STATED PROBLEM:
Starting at the beginning of the material and ending with the line that holds "[(174, 156)]", both included, rewrite the lines with every "disc" swapped for "disk" and nothing else altered. Omit the pictures from your answer.

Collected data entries
--------------------------------
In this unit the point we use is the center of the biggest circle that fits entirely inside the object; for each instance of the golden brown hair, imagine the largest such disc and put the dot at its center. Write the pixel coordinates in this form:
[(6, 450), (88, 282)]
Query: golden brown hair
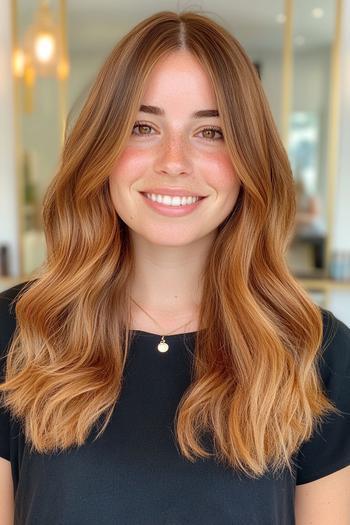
[(256, 387)]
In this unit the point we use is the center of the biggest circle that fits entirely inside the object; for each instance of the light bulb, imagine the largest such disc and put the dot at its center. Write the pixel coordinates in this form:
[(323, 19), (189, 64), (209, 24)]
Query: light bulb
[(44, 47)]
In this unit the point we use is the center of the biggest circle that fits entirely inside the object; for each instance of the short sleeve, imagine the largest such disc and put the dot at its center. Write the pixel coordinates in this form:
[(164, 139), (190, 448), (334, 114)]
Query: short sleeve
[(7, 328), (328, 449)]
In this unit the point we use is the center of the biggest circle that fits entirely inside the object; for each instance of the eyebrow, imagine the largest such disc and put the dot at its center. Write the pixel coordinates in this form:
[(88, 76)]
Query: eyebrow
[(197, 114)]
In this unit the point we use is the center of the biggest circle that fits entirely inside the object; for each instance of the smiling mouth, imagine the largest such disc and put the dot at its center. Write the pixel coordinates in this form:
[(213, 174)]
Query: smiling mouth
[(145, 194)]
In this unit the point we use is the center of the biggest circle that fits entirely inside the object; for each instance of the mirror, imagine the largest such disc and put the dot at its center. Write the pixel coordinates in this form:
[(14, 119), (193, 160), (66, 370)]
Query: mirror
[(313, 33)]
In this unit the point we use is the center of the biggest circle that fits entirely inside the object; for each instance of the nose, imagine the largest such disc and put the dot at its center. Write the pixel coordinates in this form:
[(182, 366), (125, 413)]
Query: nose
[(174, 156)]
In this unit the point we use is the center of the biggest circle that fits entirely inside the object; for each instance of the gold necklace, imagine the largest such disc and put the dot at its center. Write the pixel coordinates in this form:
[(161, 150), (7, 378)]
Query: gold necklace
[(162, 345)]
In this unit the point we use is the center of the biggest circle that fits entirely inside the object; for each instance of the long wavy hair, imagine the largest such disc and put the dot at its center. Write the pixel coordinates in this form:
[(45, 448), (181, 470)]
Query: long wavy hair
[(255, 380)]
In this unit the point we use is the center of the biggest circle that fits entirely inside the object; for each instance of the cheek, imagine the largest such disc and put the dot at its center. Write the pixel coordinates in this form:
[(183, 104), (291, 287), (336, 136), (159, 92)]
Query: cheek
[(129, 165), (221, 175)]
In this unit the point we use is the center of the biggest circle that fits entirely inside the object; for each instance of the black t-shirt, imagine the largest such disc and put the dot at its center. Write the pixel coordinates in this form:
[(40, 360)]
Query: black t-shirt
[(133, 474)]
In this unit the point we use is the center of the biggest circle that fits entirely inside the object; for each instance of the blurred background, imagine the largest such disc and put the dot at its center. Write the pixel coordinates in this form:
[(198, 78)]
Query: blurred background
[(52, 50)]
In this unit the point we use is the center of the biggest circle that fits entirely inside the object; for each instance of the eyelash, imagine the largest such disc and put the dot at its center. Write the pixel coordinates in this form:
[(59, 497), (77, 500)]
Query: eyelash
[(213, 128)]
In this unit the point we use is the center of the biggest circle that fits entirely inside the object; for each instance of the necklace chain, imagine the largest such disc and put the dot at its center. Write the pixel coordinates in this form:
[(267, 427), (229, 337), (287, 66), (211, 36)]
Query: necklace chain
[(162, 345)]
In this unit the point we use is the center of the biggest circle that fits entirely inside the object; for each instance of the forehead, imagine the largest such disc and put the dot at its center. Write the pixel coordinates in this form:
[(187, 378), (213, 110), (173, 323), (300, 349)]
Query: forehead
[(179, 78)]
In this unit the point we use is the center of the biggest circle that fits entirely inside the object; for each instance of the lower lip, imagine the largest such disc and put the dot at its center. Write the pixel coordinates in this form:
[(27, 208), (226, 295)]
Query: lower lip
[(172, 211)]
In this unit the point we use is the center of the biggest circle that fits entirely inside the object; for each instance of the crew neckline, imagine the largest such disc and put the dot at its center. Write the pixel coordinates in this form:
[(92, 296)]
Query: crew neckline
[(171, 336)]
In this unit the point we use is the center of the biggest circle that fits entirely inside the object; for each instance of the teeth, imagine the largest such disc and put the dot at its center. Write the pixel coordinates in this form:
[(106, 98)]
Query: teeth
[(172, 201)]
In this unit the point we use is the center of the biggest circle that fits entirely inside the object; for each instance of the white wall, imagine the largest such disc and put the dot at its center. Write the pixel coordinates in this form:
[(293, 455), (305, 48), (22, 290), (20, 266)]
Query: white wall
[(342, 208), (8, 183)]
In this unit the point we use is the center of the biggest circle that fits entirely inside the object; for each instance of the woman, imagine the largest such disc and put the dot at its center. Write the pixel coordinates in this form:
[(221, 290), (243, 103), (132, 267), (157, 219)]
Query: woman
[(165, 365)]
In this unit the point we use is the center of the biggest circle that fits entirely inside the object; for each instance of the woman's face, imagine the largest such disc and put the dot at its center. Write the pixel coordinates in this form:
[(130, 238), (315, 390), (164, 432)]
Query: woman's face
[(173, 149)]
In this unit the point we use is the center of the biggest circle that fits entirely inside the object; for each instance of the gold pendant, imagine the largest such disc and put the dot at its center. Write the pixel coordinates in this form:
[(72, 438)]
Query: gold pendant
[(163, 346)]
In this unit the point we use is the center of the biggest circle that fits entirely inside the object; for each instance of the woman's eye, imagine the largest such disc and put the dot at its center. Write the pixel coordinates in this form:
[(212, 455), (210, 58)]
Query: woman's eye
[(141, 125), (209, 133), (212, 132)]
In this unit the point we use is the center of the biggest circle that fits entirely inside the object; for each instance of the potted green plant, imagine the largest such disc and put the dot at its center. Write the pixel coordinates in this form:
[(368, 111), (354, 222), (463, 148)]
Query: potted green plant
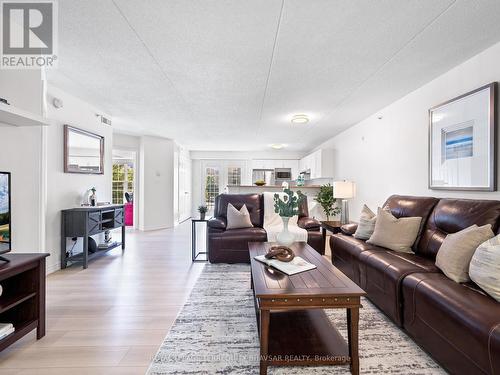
[(327, 201), (202, 210), (287, 207)]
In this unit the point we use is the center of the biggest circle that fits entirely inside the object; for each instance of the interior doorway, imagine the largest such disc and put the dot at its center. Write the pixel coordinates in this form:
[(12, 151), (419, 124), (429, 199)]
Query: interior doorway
[(124, 183)]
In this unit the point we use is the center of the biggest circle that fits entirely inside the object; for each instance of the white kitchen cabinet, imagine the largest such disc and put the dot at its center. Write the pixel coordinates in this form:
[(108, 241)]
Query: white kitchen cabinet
[(275, 163), (319, 163)]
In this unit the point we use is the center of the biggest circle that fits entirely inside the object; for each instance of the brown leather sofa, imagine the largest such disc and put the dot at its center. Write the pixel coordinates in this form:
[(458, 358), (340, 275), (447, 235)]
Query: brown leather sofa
[(458, 324), (231, 246)]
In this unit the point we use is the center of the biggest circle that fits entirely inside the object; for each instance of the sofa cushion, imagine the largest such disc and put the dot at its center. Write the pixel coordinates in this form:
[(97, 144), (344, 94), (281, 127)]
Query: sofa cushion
[(484, 267), (457, 249), (410, 206), (366, 225), (231, 246), (381, 274), (453, 215), (345, 254), (238, 218), (459, 326), (253, 202), (349, 229), (398, 234)]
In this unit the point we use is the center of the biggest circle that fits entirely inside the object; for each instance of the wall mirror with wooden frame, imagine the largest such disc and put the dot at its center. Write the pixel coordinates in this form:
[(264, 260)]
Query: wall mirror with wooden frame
[(83, 151)]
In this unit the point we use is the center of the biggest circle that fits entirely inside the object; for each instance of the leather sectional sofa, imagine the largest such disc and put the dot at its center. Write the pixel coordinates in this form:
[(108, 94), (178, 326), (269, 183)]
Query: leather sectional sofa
[(458, 324), (231, 246)]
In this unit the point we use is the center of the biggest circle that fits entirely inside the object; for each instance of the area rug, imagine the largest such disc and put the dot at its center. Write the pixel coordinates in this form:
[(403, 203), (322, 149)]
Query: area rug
[(216, 333)]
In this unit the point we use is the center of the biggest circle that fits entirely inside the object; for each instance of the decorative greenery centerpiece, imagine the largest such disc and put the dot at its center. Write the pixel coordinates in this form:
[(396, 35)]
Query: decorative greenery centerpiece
[(202, 210), (327, 201), (287, 207)]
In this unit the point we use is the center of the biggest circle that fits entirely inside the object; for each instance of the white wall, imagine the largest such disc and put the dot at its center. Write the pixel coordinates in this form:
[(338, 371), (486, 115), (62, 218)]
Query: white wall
[(390, 156), (126, 142), (66, 190), (156, 188), (21, 154)]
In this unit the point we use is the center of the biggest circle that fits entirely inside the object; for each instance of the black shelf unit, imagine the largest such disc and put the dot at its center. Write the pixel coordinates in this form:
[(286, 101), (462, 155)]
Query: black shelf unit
[(85, 222), (23, 300)]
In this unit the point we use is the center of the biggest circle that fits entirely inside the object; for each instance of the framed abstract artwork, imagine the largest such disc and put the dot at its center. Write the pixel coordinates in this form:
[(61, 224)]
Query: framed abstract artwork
[(462, 142)]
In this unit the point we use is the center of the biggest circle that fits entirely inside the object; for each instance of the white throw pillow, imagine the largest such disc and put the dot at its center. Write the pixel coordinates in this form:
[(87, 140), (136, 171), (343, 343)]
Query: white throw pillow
[(457, 249), (393, 233), (238, 219), (484, 267), (366, 224)]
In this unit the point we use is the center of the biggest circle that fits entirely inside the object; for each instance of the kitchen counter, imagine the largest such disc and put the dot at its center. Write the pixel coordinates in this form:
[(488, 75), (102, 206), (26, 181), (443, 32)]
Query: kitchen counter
[(276, 187)]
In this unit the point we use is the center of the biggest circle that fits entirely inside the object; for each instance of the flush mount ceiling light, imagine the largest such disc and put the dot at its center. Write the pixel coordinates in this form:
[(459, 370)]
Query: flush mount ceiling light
[(277, 146), (300, 119)]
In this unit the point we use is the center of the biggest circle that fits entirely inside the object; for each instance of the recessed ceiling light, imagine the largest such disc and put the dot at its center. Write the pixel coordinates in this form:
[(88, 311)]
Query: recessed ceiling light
[(300, 119), (277, 146)]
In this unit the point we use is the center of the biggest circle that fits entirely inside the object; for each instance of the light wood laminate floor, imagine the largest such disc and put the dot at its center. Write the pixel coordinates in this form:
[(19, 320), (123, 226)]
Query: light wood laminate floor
[(112, 317)]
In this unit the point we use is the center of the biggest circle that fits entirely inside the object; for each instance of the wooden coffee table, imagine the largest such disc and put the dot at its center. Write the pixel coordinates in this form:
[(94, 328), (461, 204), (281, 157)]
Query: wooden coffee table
[(294, 329)]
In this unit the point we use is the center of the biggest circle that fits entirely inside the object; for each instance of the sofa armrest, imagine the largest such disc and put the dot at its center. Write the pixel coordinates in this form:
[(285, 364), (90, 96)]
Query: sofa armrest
[(308, 223), (349, 229), (217, 223)]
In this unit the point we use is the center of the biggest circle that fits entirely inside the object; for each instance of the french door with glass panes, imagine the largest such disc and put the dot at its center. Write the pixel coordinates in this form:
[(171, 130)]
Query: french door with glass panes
[(217, 175)]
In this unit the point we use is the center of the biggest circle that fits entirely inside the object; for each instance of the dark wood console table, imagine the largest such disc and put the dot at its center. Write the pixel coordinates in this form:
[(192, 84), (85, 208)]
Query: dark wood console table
[(22, 302), (85, 222)]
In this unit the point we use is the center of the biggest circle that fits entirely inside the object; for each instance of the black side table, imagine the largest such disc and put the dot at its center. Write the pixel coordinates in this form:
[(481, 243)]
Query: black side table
[(194, 253)]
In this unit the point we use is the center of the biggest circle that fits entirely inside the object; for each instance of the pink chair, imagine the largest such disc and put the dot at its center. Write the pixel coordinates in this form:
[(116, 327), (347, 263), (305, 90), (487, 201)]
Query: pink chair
[(129, 214)]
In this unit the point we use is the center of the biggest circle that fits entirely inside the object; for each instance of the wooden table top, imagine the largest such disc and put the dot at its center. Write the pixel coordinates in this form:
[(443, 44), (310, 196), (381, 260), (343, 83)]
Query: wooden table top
[(324, 281)]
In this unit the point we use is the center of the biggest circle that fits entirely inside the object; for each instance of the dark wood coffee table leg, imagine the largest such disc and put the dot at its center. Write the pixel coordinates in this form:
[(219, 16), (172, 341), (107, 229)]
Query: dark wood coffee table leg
[(264, 340), (352, 334)]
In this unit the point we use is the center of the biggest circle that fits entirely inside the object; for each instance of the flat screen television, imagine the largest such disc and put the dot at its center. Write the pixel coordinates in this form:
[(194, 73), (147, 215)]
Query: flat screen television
[(5, 211)]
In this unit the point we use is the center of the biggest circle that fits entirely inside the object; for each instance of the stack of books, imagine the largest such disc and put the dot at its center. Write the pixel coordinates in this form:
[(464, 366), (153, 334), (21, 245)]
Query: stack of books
[(297, 265), (6, 329)]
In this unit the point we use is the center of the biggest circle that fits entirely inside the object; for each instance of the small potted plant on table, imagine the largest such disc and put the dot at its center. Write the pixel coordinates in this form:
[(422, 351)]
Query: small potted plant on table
[(327, 201), (286, 208)]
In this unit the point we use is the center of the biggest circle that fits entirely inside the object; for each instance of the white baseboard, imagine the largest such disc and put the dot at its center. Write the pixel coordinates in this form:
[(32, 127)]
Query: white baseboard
[(51, 268)]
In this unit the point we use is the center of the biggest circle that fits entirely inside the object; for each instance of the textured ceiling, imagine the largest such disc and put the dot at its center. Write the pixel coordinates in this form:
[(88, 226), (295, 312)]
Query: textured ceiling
[(228, 74)]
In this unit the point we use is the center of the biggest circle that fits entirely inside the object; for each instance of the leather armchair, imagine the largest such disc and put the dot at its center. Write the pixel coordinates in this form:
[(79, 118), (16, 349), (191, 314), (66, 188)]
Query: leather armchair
[(459, 325), (231, 246)]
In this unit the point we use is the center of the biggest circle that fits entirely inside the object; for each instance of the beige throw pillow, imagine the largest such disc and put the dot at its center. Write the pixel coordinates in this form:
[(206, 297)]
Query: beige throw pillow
[(393, 233), (457, 249), (484, 267), (366, 224), (238, 219)]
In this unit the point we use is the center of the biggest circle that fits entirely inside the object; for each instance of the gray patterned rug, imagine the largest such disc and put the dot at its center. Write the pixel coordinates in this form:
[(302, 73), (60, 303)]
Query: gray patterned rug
[(216, 333)]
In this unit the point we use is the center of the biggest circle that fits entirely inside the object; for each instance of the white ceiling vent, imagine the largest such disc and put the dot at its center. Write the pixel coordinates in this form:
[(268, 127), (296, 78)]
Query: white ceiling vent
[(104, 120)]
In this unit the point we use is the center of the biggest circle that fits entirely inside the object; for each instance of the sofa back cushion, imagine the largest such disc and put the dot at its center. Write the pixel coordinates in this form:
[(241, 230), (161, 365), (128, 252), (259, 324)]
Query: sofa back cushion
[(254, 203), (452, 216), (411, 206)]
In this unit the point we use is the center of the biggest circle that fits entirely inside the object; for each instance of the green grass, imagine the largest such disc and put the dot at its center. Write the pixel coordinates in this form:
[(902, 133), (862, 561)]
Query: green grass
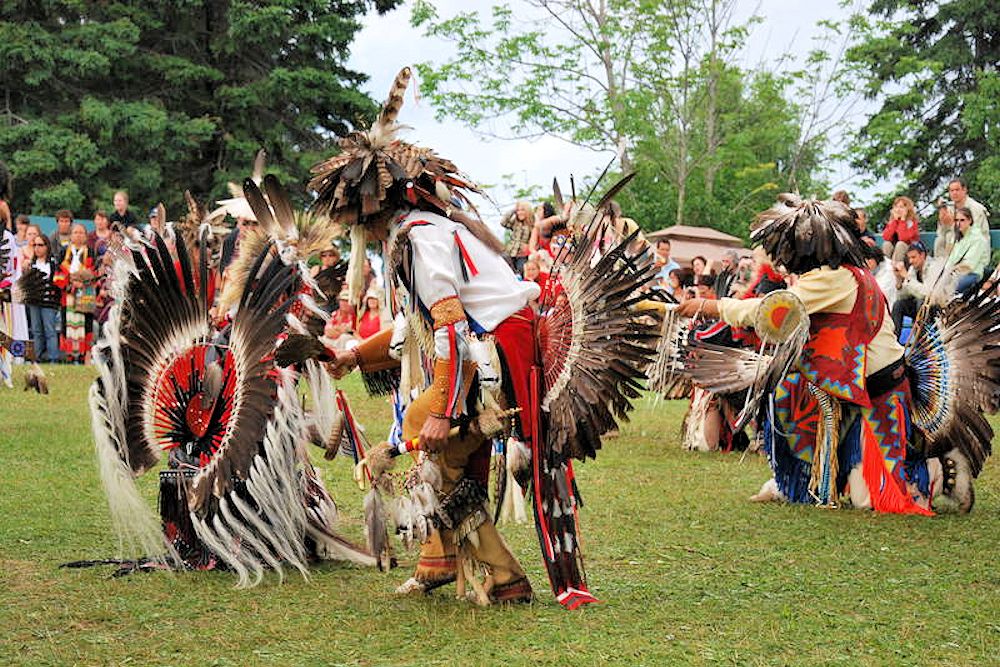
[(687, 570)]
--------------------------------
COMPLETE OUTPUT:
In this unit the point we use is the center of the biggest circle that fits entirely inside the object; for each instance of the golden brown hair, imagine the largest such disk and put the dot at its center. Write the pixel coordinates in this form:
[(6, 450), (88, 282)]
Query: golden brown hair
[(256, 387)]
In this unit the point we use is the center of the biggest circle that fits entirely inside the object; for each instance of the light bulb, imagine the largest such disk and put the dot at its center. Write the pixel coordinates in this form:
[(323, 19), (189, 64), (209, 24)]
Query: light bulb
[(44, 47)]
In this unit the point we use is the center of the biggest circle that fits entirely inside the object; for each instance of the short sleeve, imagine the largest such disk and put the dot at its center. Write the pixel coordinates in this form:
[(164, 139), (190, 448), (334, 114)]
Query: short sleeve
[(7, 328), (328, 449)]
In this unit the point we use is the center of the biggest circle that fits entirely inside the object; for each instance of the eyebrow, imagine the largest such disk and put the dot at its center. Write the pixel coordinates in this form:
[(88, 76)]
Query: eyebrow
[(197, 114)]
In this unit the point we use is the center of the biggest circle that fits entirely inside the object; for each instance of the smiling mouth, imagine the largest such disk and put the dot at its center. Write the pixel coordinates in this form:
[(213, 174)]
Query: smiling mouth
[(145, 194)]
In this unit the point we use is the center of the biggest circle that fits entirely inside the object; for each instance of the mirror, imagine the largest such disk and put the dot at its center. Write the pixel coordinates in this form:
[(14, 119), (193, 160), (66, 370)]
Query: mirror
[(313, 33)]
In this unit the point we use is the center of the biggest circle that fits entirely inside the object; for each instance of the nose, imagine the largest such disk and put the dot at its center. Write the pixel coordinates in this form:
[(182, 366), (125, 413)]
Query: nose
[(174, 156)]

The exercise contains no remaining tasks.